━━━━━ INPUT DATA ━━━━━

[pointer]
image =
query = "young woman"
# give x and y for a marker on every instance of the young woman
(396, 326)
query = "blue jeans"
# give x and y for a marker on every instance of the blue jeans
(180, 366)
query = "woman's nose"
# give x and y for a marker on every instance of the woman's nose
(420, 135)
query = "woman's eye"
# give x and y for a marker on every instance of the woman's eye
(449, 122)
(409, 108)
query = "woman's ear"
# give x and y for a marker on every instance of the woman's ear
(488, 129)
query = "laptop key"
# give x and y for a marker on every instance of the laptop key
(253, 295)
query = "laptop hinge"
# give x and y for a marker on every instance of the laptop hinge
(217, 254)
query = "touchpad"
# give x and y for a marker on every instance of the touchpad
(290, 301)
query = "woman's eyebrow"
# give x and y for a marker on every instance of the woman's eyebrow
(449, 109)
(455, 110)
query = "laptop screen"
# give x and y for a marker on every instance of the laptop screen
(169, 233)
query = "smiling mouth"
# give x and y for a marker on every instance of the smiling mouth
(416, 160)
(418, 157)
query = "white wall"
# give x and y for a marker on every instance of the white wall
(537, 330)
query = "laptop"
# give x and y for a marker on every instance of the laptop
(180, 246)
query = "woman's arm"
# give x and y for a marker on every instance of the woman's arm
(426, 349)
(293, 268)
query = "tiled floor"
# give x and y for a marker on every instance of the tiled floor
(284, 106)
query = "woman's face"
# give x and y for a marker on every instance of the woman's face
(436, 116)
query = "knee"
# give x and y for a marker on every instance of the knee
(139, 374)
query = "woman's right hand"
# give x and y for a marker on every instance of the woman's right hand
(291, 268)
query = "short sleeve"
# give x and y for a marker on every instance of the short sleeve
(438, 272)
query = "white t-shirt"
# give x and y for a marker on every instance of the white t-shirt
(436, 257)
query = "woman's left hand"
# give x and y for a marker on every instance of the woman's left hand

━━━━━

== INSTRUCTIONS TO FOLLOW ==
Your task is to copy every line in the entries that holds the string "left".

== RESPONSE BOX ==
query = "woman's left hand"
# give x and y for a marker on every instance of the woman's left hand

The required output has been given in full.